--- EXCERPTED TEXT Enclosed Below ---

Again it seems (and perhaps the historical baggage may provide some justification) that this whole issue has been portrayed too much as a battle between journalism and the medical profession. I don't think it is, and I don't think it should.

Does anyone deny that there is an over-prescribing of slimming pills, and that providing slimming pills to a svelte young lady with no real weight problem is not quite the correct thing to do? Why is it wrong for a journalist to point that out?
I am not against GPs, and I have many friends and classmates who are wonderful GPs, all doing fantastic work. But this does not mean I have bite my tongue when something is obviously not right.

The solution is not to immediately ring-fence the profession and develop this seige mentality that the profession is somehow under attack, from without, and now from within (people like myself). But perhaps to take a hard look at whether there is any truth in the allegations that Ms Khalik made, and try and understand where these (mis)perceptions are emerging from, and then perhaps as a profession we can then show that we are a bunch of responsible and caring professionals, who care enough to want to put peer pressures to bear on maintaining professional standards.

angry doc said...

--- End of Enclosed EXCERPTED TEXT ---

Translate this sentence from the excerpt on slimming pills into Spanish: "I am not against GPs, and I have many friends and classmates who are wonderful GPs, all doing fantastic work."

--- SUPPLIED ENTRIES Enclosed Below ---

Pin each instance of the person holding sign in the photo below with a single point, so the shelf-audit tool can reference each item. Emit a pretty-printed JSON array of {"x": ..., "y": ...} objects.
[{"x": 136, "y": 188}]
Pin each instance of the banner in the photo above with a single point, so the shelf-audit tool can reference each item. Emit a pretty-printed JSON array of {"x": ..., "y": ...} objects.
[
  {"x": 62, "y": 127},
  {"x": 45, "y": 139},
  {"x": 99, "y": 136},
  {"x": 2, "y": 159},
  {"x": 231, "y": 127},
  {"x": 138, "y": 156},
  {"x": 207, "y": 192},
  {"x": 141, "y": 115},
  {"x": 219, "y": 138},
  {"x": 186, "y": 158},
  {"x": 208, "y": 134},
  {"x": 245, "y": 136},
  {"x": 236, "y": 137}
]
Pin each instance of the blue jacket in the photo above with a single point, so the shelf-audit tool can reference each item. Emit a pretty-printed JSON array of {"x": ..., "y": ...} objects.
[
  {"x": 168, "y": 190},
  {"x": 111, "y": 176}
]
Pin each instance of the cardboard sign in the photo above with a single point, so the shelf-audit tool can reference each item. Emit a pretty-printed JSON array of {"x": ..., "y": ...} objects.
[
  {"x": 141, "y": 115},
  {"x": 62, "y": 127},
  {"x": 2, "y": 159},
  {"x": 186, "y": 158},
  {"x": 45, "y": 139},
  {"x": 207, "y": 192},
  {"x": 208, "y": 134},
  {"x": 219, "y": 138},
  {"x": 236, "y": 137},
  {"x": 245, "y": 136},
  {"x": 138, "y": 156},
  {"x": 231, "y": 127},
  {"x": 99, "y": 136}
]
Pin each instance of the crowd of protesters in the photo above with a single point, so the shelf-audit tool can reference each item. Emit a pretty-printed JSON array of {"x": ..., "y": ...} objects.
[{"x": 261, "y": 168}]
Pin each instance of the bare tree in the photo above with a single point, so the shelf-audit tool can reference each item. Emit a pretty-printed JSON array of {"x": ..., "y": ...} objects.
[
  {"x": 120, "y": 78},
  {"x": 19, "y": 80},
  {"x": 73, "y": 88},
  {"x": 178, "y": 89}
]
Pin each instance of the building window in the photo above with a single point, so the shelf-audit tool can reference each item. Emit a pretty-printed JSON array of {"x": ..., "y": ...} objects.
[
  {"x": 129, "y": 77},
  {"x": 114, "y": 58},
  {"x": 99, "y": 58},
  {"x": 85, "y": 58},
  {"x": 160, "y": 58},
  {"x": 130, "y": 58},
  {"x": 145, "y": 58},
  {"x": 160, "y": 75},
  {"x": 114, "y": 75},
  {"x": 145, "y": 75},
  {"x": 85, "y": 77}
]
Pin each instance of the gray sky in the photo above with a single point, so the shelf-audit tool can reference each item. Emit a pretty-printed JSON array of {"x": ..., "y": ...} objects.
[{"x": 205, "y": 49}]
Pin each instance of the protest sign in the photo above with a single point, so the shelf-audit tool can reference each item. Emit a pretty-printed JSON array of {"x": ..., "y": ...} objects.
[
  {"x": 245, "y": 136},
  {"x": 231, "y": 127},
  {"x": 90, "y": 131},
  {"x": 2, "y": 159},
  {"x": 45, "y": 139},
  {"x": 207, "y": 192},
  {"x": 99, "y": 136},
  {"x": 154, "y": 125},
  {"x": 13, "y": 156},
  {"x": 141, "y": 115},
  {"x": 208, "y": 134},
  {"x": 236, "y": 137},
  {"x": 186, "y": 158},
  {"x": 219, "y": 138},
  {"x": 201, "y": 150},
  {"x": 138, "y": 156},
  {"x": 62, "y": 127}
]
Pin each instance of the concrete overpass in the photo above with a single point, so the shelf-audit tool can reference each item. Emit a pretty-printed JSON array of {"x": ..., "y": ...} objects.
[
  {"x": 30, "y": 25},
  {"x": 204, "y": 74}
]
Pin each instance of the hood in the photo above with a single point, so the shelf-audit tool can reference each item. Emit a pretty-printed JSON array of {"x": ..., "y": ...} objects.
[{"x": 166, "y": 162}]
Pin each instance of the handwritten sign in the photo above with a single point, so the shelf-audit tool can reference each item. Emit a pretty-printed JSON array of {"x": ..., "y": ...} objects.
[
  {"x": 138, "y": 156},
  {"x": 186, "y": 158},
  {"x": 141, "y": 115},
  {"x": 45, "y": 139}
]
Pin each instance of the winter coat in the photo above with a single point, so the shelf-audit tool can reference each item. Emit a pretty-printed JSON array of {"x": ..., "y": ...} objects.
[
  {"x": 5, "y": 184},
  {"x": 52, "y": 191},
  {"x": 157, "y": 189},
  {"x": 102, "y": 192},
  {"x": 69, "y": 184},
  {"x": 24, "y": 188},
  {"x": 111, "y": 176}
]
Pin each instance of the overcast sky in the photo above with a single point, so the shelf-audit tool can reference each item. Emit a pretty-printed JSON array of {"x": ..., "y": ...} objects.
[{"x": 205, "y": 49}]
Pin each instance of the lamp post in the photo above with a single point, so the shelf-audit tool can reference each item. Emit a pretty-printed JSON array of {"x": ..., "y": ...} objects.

--- End of Enclosed SUPPLIED ENTRIES ---

### RESULT
No estoy en contra de los médicos de cabecera, y tengo muchos amigos y compañeros de clase que son médicos de cabecera maravillosos, y todos hacen un trabajo fantástico.